Scan the lines below for "floor"; report the number of lines that contain it, and only that.

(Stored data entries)
☆ ☆ ☆ ☆

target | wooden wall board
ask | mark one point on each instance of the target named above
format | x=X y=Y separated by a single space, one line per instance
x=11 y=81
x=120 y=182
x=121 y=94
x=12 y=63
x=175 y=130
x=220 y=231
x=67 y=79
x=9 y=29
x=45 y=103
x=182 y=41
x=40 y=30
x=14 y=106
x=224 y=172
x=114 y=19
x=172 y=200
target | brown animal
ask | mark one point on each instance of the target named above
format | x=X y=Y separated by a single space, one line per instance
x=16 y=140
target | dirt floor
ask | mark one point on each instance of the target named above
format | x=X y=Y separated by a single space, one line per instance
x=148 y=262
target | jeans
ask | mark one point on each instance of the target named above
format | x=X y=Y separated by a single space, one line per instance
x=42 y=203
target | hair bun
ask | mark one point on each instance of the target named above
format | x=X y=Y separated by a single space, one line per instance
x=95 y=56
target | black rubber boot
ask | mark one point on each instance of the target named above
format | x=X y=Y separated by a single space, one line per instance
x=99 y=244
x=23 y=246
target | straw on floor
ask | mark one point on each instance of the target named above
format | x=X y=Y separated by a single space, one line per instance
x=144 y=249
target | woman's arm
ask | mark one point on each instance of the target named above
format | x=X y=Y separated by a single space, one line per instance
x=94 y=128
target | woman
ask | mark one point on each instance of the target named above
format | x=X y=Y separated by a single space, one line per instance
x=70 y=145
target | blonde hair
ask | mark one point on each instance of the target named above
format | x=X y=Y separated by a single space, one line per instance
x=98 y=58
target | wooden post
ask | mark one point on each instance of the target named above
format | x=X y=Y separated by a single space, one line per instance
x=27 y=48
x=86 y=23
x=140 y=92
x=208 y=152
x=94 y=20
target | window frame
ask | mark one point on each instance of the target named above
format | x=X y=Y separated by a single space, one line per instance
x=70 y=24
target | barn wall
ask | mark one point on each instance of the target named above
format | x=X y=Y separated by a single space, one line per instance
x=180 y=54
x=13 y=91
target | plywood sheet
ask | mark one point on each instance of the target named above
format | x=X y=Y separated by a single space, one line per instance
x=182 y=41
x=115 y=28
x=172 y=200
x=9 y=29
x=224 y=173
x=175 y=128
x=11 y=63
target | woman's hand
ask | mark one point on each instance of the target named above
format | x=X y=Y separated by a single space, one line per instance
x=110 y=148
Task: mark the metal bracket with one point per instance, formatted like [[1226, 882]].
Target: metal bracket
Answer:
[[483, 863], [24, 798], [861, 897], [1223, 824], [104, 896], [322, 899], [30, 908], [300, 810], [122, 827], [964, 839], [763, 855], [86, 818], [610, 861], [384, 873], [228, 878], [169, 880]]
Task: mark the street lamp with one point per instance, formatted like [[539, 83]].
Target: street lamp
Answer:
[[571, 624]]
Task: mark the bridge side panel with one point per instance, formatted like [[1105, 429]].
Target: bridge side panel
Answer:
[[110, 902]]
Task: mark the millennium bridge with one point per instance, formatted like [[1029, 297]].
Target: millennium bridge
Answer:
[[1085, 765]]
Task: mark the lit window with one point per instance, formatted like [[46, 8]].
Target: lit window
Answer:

☆ ☆ ☆ ☆

• **Solution to this exercise**: 2